• _TESTO DELLA PAGINA_
····················

Per il quinto
anno di fila il tecnico protagonista a Milano per un’intera giornata di dialogo
e formazione. Organizzato da Performance Strategies, società leader nella
formazione orientata al business
Cinquecento
manager in presenza, altre 1200 persone collegate in streaming. Per il quinto
anno di fila Julio Velasco è protagonista a Milano per un’intera giornata di
dialogo e formazione. Dalla mattina a tardo pomeriggio in un’eterna parabola
fra sport e performance. Il linguaggio della Leadership: come coltivare la
sfida, innescando i meccanismi che portano al potenziamento delle performance,
organizzato da Performance Strategies, società leader nella formazione
orientata al business, fondata e diretta da Marcello Mancini e Sara Pagnanelli
(www.performancestrategies.it).
DAL CALCIO AL
VOLLEY— E un Velasco istrionico
trasferisce ai dirigenti aziendali la sua esperienza sportiva: da quella
giovanile in Argentina quando giocava a calcio. “Potere e volere è una
gigantesca cavolata, se fosse vero io sarei diventato il numero 10
dell’Estudiantes di La Plata, la mia squadra di calcio del cuore. Invece non
avevo quelle capacità e nella vita ho fatto molto altro e tutt’altro. Perché da
ragazzo ho capito subito che c’era gente che sapeva giocare a calcio meglio di
me. Questo non mi ha impedito di trovare la mia strada...”. Fino alla sua
ultima sua avventura sportiva, il Mondiale under 21 vinto dall’Italia a
Cagliari qualche giorno fa.

····················

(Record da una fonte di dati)
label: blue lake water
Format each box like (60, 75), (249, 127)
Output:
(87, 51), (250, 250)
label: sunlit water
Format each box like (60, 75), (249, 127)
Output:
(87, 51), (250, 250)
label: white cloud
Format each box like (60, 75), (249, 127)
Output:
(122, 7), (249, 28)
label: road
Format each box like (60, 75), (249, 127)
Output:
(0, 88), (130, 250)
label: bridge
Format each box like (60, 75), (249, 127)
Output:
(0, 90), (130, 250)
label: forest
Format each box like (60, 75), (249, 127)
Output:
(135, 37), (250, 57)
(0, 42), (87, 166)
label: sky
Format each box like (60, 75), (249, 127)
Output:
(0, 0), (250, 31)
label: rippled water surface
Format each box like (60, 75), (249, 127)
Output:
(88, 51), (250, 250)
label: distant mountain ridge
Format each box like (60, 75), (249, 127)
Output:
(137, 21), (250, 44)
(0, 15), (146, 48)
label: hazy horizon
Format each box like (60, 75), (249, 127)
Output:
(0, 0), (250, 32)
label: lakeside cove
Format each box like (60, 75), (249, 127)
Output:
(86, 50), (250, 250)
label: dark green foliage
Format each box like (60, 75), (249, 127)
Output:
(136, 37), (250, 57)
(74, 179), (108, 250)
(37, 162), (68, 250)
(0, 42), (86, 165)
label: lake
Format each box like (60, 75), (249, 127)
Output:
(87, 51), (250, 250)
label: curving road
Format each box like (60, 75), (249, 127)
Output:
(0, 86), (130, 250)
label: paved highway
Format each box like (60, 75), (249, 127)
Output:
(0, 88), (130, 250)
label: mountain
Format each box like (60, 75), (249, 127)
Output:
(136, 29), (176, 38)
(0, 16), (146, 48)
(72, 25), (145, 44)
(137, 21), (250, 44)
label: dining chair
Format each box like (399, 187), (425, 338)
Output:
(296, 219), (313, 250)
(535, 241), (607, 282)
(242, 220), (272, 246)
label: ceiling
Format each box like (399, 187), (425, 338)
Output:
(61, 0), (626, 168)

····················

Elenca tutte le persone citate con nome e cognome nell'articolo sulla giornata di formazione di Julio Velasco a Milano. I record non servono per svolgere il compito.

• _RISULTATO CORRETTO_
Julio Velasco, Marcello Mancini, Sara Pagnanelli